Directions.
Copy every line of the material below word for word, but omit the pictures.

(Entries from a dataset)

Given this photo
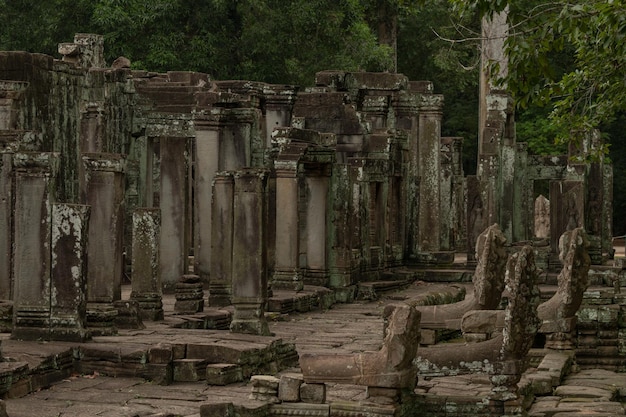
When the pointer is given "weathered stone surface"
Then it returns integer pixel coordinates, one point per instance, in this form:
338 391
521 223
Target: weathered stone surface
573 281
145 264
223 374
289 388
68 308
390 367
313 393
488 280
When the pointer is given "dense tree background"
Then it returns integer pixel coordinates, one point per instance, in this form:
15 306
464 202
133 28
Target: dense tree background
567 58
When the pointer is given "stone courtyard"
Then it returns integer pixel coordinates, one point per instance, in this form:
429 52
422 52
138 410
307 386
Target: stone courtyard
171 244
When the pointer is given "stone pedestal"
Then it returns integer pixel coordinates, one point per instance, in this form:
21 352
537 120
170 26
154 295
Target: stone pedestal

Response.
Given this photo
When the pointer is given "weathered stone surface"
Then it returns integer pixel coordinates, one point per instance, in this form:
338 391
521 223
Target: weathered stone surface
573 281
145 264
223 374
289 388
68 308
390 367
313 393
488 280
When the pointer is given "dense tree background"
Then it returns integer pixel coordinates, one point per instance, in this form:
15 306
464 202
133 28
Target: dense tree background
567 58
When the pointer is given "stone courtyard"
Then it returns integer pixel coordinates, one point per instance, in this form:
429 52
422 52
138 410
307 386
Target: stone courtyard
171 244
When the pointer is given "stone pedestal"
Then it returns integer pixel coordinates, one point per instance, in this form:
21 352
537 120
170 26
154 295
Target: stone pedestal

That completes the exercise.